Extrait source >>
Carra, visiblement, s’embrouille ; car, au profit de qui, Brunswick, maintenant détesté de la France révolutionnaire, machinerait-il ce changement de dynastie ? Puis, le 6 août, c’est un nouveau système. « Nous avons aussi de fortes raisons de croire que Louis XVI soudoie l’armée prussienne qui marche contre nous, et que c’était une des conditions de la cour de Berlin pour se déterminer à faire avancer ses troupes. Dans peu, on découvrira bien de nouvelles horreurs dont on n’avait pas encore d’idée, et je frémis d’avance lorsqu’on demandera les comptes des caisses nationales et qu’on regardera au fond de nos caisses. »

C’est signé Carra.

La girouette diplomatico-révolutionnaire a tourné. Voilà maintenant Brunswick stipendié de Louis XVI. Jamais parti ne fut plus fertile que la Gironde en propos inconsidérés et compromettants, mais ici l’incohérence est criante et elle aurait vraiment dû désarmer le soupçon. Voici encore, dans le numéro du 13 août des Annales patriotiques, sous la rubrique Allemagne, une note qui achève d’enlever toute excuse à Robespierre. « Le duc de Brunswick, outre son manifeste et son supplément, vient de faire publier les mesures que les cabinets contre-révolutionnaires ont prises pour remettre la France sous l’ancien joug. Il regarde d’abord comme une chose facile la conquête de toute la France, et il conclut sa résolution romanesque par le projet de laisser en France pour garnison perpétuelle six régiments autrichiens, six prussiens, deux piémontais, trois espagnols et quelques escouades qu’on demandera aux Électeurs. Toutes ces dispositions dictées par un somnambulisme aristocratique, montrent, malgré leur ridicule, que les ennemis extérieurs de la France comptent beaucoup sur les traîtres du dedans. Français, veillez autour de vous, frappez les perfides qui sont au sein de la France ; quand vous aurez purgé votre sol, annoncez à l’univers que vous voulez être libres, et les tyrans disparaîtront, ainsi que leurs esclaves. » C’est une étrange préparation à l’avènement royal de Brunswick.

Matériel fourni >>
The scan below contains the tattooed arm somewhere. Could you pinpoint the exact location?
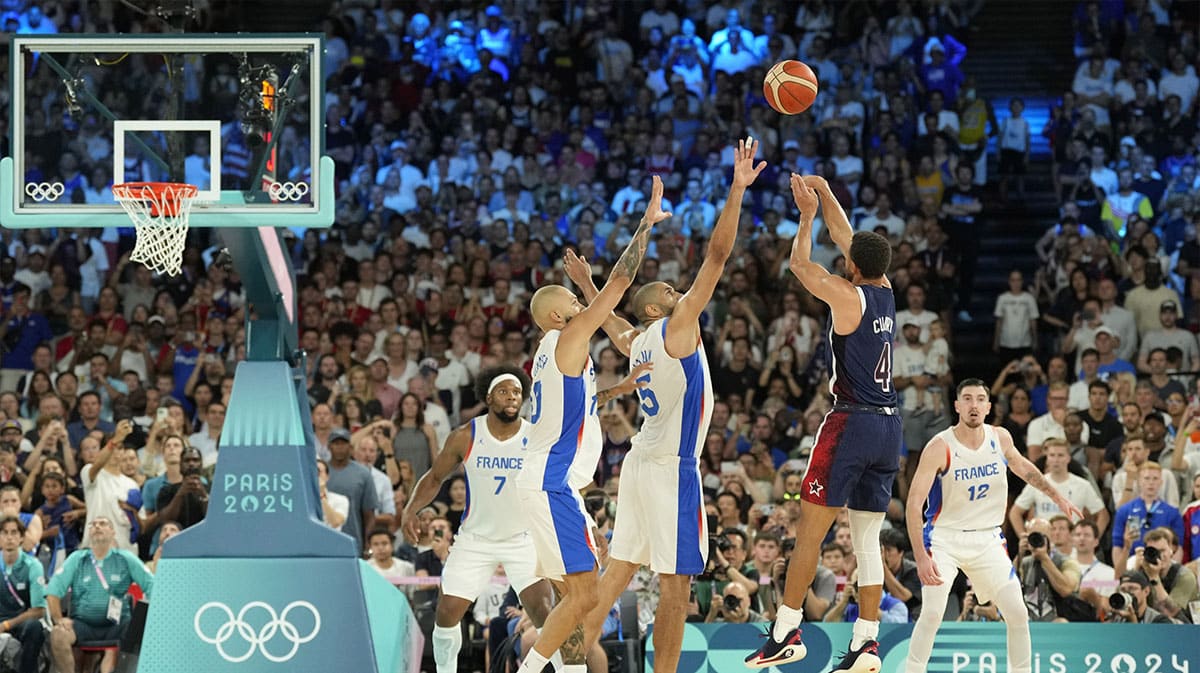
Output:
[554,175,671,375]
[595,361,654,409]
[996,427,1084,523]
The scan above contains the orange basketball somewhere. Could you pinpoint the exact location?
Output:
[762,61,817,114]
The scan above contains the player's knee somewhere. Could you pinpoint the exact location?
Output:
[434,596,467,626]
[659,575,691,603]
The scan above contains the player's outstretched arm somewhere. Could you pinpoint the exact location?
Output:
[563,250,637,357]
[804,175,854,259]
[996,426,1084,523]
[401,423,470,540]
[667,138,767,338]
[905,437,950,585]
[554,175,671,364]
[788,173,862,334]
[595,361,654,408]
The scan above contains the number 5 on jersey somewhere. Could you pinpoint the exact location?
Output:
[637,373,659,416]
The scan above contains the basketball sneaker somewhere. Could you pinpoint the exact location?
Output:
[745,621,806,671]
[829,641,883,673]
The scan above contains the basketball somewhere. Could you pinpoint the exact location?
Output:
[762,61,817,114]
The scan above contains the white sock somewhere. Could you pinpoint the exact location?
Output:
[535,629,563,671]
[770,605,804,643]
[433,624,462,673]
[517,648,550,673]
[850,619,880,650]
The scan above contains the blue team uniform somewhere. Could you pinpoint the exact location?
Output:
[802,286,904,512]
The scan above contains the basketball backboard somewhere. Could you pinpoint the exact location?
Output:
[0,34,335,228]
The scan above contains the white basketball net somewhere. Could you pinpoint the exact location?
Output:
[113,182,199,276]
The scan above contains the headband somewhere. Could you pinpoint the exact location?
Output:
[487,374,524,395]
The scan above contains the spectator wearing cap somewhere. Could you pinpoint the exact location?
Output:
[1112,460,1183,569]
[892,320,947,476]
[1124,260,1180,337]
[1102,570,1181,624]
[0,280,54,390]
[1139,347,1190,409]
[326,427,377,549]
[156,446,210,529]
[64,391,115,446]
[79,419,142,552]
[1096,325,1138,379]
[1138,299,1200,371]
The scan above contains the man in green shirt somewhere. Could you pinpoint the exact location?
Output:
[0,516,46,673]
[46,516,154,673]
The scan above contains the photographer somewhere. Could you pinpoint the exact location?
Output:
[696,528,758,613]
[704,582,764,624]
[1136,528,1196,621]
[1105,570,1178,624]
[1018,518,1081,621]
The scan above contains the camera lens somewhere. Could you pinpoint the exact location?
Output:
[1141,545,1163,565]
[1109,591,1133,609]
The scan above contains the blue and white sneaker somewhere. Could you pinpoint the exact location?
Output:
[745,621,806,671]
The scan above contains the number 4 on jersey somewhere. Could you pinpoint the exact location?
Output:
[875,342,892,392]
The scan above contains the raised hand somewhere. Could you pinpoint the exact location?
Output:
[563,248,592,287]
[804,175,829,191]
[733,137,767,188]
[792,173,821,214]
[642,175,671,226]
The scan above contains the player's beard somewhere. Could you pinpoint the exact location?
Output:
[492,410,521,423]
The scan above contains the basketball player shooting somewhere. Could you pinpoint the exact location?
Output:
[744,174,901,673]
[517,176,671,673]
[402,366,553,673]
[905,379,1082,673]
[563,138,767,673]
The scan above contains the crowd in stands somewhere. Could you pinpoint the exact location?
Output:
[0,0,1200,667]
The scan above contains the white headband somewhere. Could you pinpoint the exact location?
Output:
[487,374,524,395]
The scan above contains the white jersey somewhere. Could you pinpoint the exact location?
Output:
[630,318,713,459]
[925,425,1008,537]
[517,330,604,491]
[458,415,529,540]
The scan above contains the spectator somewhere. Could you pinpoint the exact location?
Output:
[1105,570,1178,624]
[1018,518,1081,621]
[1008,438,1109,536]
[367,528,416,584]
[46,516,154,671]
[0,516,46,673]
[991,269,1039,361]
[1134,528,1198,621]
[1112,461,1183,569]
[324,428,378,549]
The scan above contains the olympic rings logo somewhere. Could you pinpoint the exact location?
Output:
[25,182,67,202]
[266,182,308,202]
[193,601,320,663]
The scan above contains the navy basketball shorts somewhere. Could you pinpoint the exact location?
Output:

Consignes >>
**A)** D’après la note citée dans l’extrait, quelles nationalités de régiments Brunswick prévoyait-il de laisser en garnison perpétuelle en France ? Donnez-les toutes, chacune avec son nombre de régiments.
**B)** Veuillez recopier le passage de l’extrait qui commence aux mots « Carra, visiblement, s’embrouille ; » et s’arrête après « C’est signé Carra. », en y remplaçant « frémis » par « tremble ».
**C)** Les affirmations suivantes concordent-elles avec l’extrait ? Répondez par oui ou par non, puis citez les mots de l’extrait qui tranchent.
(i) Le passage daté du 6 août est signé Carra.
(ii) La note du 13 août paraît sous la rubrique Prusse.
(iii) Selon cette note, Brunswick juge difficile la conquête de la France.

Résultats attendus >>
**A)**
- Autrichiens : six régiments
- Prussiens : six régiments
- Piémontais : deux régiments
- Espagnols : trois régiments

**B)**
Carra, visiblement, s’embrouille ; car, au profit de qui, Brunswick, maintenant détesté de la France révolutionnaire, machinerait-il ce changement de dynastie ? Puis, le 6 août, c’est un nouveau système. « Nous avons aussi de fortes raisons de croire que Louis XVI soudoie l’armée prussienne qui marche contre nous, et que c’était une des conditions de la cour de Berlin pour se déterminer à faire avancer ses troupes. Dans peu, on découvrira bien de nouvelles horreurs dont on n’avait pas encore d’idée, et je tremble d’avance lorsqu’on demandera les comptes des caisses nationales et qu’on regardera au fond de nos caisses. »

C’est signé Carra.

**C)**
(i) Oui : « C’est signé Carra. »
(ii) Non : « sous la rubrique Allemagne »
(iii) Non : « Il regarde d’abord comme une chose facile la conquête de toute la France »